What you will do:
**A)** In the passage on the limits of technique, what did the judo man pick up before rushing the man with the sword?
**B)** List every martial art that the passage on the limits of technique names.
**C)** Carry on the passage on the limits of technique, starting after its final sentence.

Text section:
------

Limits of technique

The time comes when, for one reason or another, even the finest technique fails. In Japan there used to be (and for all I know, there still is) a certain distance, almost an antipathy, between some of the more fanatical judo men and the more fanatical kendo (fencing) men. The kendo men are supposed to say under their breath, or just think: ‘Oh yes, a kendo man against a judo man. Well, just pick up a stick (even an umbrella would do) and then one thrust in the throat, and he’s finished.’ That is what they thought, or what we thought they thought. And on the judo side, we used to look at them and think: ‘Yes, and when you haven’t got your little stick, what then, eh?’

Each side had stories about the other side. We used to circulate a story about a Japanese policeman who was a fourth Dan at kendo.  He went with another policeman, a first Dan judo man, to arrest a man who had run amok with a sword. When they came to the house, this man stood in the doorway waving his bloodstained sword. The kendo man (so the judo account runs) fainted, and it was left to the judo man to pick up a garden rake and rush the madman, who tripped and was then disarmed.

I don’t know what the kendo version of this story was, if they had one. But they did have a story about a very famous jujitsu expert named Hoshino at the end of the last century. Jujitsu is not the same as judo, but for the purpose of the story, the story tellers used to equate them. Well, Hoshino had a dispute with a foreign sailor near the docks at Yokohama. The sailor was drunk, and imagined he could dispose of his small antagonist with one big blow to the jaw. Hoshino easily evaded this, and at once trapped the arm in a lock. He was an expert, and knew how to apply a lock so as to cause slight pain but without injuring the arm seriously. If the man struggles violently, then he causes great pain to himself, the arm is damaged, and in extreme cases broken.

------

Study material:
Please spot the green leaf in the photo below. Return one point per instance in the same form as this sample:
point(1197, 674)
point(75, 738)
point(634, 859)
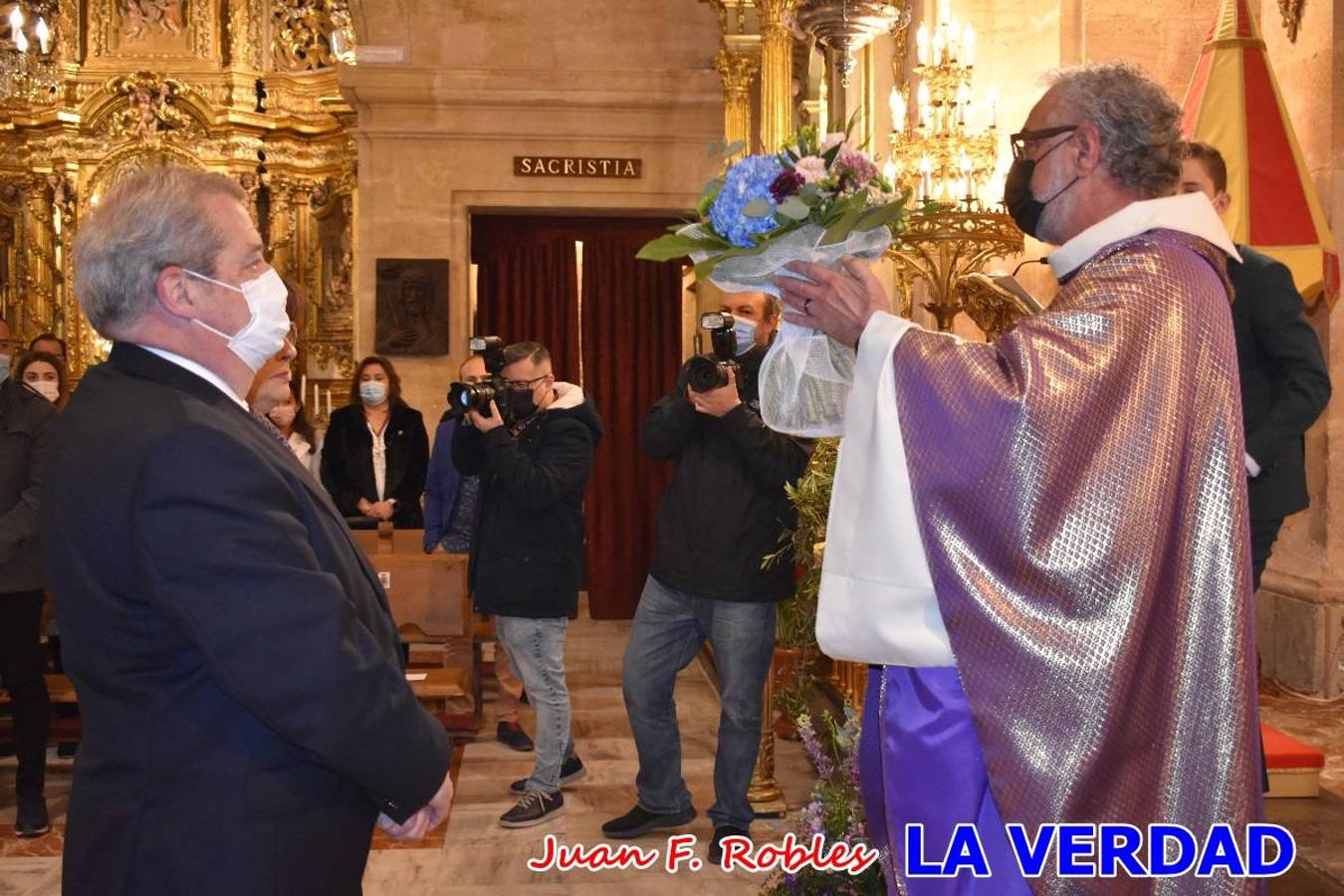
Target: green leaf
point(837, 231)
point(757, 208)
point(674, 246)
point(794, 208)
point(879, 216)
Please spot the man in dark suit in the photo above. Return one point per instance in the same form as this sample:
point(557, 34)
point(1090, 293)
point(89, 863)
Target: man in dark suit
point(24, 426)
point(245, 710)
point(1285, 383)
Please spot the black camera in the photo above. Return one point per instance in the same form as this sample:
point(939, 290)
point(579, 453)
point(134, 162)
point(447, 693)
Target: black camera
point(706, 372)
point(477, 396)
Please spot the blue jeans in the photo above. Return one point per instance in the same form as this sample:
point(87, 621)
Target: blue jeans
point(537, 648)
point(669, 626)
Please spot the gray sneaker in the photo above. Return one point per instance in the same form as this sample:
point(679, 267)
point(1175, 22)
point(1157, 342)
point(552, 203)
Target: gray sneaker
point(534, 807)
point(570, 773)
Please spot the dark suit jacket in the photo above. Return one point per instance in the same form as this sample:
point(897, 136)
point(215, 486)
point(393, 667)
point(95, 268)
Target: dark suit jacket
point(1285, 383)
point(24, 422)
point(348, 462)
point(244, 704)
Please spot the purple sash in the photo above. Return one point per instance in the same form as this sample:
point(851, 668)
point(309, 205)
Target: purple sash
point(920, 764)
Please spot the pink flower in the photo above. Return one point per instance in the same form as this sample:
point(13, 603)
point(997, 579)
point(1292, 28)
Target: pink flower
point(859, 165)
point(833, 138)
point(812, 168)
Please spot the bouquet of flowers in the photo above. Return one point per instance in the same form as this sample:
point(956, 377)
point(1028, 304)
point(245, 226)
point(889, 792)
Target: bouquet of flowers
point(817, 199)
point(835, 811)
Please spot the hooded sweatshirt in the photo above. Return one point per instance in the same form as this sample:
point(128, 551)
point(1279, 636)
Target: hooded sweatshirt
point(527, 557)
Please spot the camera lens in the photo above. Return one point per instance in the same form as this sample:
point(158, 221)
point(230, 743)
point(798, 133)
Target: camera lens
point(705, 373)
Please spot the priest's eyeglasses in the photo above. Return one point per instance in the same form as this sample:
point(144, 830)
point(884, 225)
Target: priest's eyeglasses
point(1023, 138)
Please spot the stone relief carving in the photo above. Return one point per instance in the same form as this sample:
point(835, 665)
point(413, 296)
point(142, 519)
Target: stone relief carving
point(141, 18)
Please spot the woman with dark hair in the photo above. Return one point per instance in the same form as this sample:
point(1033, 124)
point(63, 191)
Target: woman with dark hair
point(304, 441)
point(45, 373)
point(376, 450)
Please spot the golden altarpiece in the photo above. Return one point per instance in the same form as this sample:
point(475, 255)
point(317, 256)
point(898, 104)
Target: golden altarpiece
point(244, 88)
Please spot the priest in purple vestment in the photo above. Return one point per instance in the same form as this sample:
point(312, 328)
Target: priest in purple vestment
point(1040, 543)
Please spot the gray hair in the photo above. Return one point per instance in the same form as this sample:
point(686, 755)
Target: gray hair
point(1137, 119)
point(144, 223)
point(534, 352)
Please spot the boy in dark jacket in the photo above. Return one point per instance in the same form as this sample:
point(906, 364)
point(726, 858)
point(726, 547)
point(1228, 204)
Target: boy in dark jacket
point(719, 518)
point(529, 550)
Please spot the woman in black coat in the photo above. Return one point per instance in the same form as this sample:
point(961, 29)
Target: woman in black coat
point(376, 450)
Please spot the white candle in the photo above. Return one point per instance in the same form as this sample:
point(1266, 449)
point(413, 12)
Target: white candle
point(897, 103)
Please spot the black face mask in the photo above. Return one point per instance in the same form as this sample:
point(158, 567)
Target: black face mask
point(521, 404)
point(1023, 207)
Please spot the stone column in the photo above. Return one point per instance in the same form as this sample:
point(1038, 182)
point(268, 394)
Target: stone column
point(776, 73)
point(738, 64)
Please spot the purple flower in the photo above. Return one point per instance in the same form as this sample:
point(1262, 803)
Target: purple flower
point(857, 165)
point(785, 184)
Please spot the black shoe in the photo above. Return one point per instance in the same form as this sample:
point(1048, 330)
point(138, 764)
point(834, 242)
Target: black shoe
point(31, 819)
point(534, 807)
point(640, 821)
point(717, 844)
point(570, 772)
point(513, 737)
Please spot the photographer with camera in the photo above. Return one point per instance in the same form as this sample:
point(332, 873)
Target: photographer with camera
point(527, 555)
point(719, 518)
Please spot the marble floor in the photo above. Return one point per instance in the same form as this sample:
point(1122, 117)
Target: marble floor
point(473, 854)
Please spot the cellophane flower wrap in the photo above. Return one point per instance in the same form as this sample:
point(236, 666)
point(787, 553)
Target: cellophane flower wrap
point(816, 200)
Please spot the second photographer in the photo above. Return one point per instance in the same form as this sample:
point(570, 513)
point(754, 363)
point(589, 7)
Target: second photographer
point(527, 557)
point(719, 518)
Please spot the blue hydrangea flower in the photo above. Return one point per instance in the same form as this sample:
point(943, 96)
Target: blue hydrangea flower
point(749, 179)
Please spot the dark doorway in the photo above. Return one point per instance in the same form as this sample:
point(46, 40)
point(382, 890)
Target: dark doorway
point(613, 326)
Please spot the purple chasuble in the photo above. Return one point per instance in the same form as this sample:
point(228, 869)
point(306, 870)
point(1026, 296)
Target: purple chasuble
point(1081, 496)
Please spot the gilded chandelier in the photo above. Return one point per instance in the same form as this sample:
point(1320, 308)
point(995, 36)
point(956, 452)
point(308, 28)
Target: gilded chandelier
point(29, 60)
point(945, 152)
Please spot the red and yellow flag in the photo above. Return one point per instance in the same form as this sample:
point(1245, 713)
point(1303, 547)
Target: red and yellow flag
point(1235, 105)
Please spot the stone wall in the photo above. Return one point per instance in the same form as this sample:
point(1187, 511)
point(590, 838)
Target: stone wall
point(484, 81)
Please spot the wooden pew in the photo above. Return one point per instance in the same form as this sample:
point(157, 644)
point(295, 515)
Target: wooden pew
point(430, 602)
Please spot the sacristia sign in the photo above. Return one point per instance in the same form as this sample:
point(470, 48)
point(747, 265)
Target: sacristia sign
point(575, 166)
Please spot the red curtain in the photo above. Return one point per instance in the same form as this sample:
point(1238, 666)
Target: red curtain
point(527, 289)
point(632, 349)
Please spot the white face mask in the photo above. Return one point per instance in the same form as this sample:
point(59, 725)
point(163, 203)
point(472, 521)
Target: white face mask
point(745, 332)
point(47, 389)
point(283, 415)
point(372, 392)
point(265, 331)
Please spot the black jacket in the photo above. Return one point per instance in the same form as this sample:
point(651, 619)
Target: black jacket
point(24, 421)
point(245, 710)
point(527, 557)
point(1285, 383)
point(348, 462)
point(726, 506)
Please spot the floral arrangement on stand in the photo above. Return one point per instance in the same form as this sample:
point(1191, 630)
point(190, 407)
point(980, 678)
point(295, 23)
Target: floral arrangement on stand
point(814, 193)
point(835, 810)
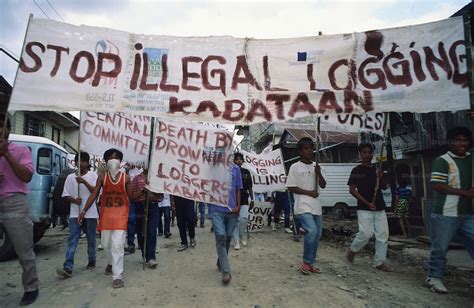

------

Task-by-task outputs:
**A)** A garden rake.

**B)** Judo, kendo (fencing), jujitsu

**C)**
So Hoshino was quite at ease. He knew he was complete master in this familiar situation. There was however a difference. The foreign sailor was fighting drunk, so drunk that he did not feel the pain. He smashed his other fist into Hoshino’s jaw, knocking him out. Then he ran off, holding his broken arm to his chest.

I may add that I believe this story to be true, as I heard it from an old jujitsu man who had trained in a Yokohama do jo (martial arts hall) at that time. I have heard it queried on grounds that a drunken man would still feel pain. However, I have some reason to believe he wouldn’t.

My uncle was in the Royal Navy about a century ago and he got a wound in the toe, which had to be amputated. In those days chloroform and ether were coming into use, but he refused to have an anaesthetic. He was my mother’s elder brother, and she told me about it. He said that it was cowardly to use such things. So (she told me) he got very drunk on rum, and then four medical students held him firmly. The surgeon cut off the toe very quickly. She was told that he did not struggle, but she was not sure whether that was because of self-control or because of the rum. When I was a child I saw that uncle sometimes. I always wanted to say to him: ‘After all, taking a lot of rum is the same thing as having an anaesthetic, isn’t it?’ But I never dared.

The Hoshino story, and the kendo story, illustrate the limits of technique. Sooner or later the time will come when we cannot depend on our trained skills, even if they are very good. Even the monkeys fall off trees, and even Kobo makes a mistake with the brush.